*** Opening of Source extract ***

Fig. 1 G-quartet and G-quadruplex structure in miR-638. (A) Chemical structure of a G-quartet, with a potassium ion (K⁺) in the centre to stabilize the G-quartet. (B) Two G-quartets stack on each other to form the G-quadruplex. (C) Comparative sequence analysis of miR-638 in mammalian species. The seed region is boxed in red.

miRNAs (or miRs) are a class of small ncRNAs containing about 22 nucleotides and are widely distributed in plants, mammals, and several viruses.¹⁰ miRNAs are processed from the cleavage of primary microRNAs (pri-miRNAs) and pre-miRNAs by Drosha and Dicer.¹¹ Each miRNA has a sequence region (seed region) that is reverse complementary to the miRNA recognition element (MRE) on the messenger RNA (mRNA).^11,12 It was predicted that more than 60% of mRNAs could be targeted by miRNAs, which control mRNA degradation, protein translation suppression, and other processes.^11,12

Compared with coding rG4s, both the identification and characterization of nc rG4s have fallen far behind, and it is only in recent years that research on nc rG4s has gradually increased.^1,13,14 Yuan and co-workers showcased rG4 formation in miR-3620-5p,¹⁵ miR-5196-5p,¹⁶ and miR-1587,¹⁷ and reported that the stabilization of miR-3620-5p rG4 impedes the base pairing with its target sequence in vitro.¹⁵ Our group has recently performed rG4 computational prediction to identify 166 human miRNAs with high potential to form rG4 and experimentally validated an rG4 formation in miR-765 and the rG4's potential gene regulatory roles in cells.¹⁸ Considering the significant biological role of miRNA and the prevalence of rG4 in miRNA, huge gaps remain in the study and understanding of the formation and roles of rG4s in miRNAs in vitro and in cells.

*** Close of Source extract ***
*** Opening of Given entries ***

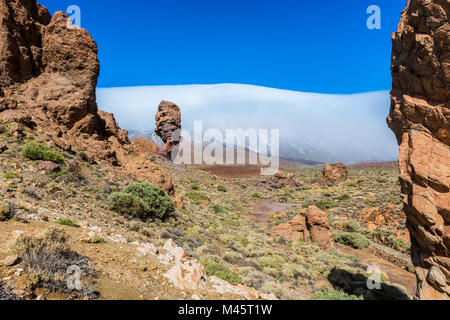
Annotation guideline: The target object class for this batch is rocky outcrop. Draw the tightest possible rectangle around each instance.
[131,138,159,154]
[0,0,173,192]
[274,206,333,250]
[388,0,450,299]
[155,101,181,159]
[319,163,348,186]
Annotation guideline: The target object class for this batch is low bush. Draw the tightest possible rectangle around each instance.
[186,192,211,203]
[21,141,64,163]
[56,218,77,227]
[335,232,370,249]
[200,255,242,285]
[317,200,337,210]
[209,204,228,213]
[0,203,12,221]
[217,186,227,192]
[108,182,175,220]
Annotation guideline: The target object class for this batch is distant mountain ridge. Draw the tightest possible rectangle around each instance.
[97,84,398,163]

*** Close of Given entries ***

## The task:
Reproduce the portion of the passage on RNA G-quadruplexes in microRNAs starting at "Fig. 1 G-quartet" and ending at "boxed in red.".

## Answer to this problem:
Fig. 1 G-quartet and G-quadruplex structure in miR-638. (A) Chemical structure of a G-quartet, with a potassium ion (K⁺) in the centre to stabilize the G-quartet. (B) Two G-quartets stack on each other to form the G-quadruplex. (C) Comparative sequence analysis of miR-638 in mammalian species. The seed region is boxed in red.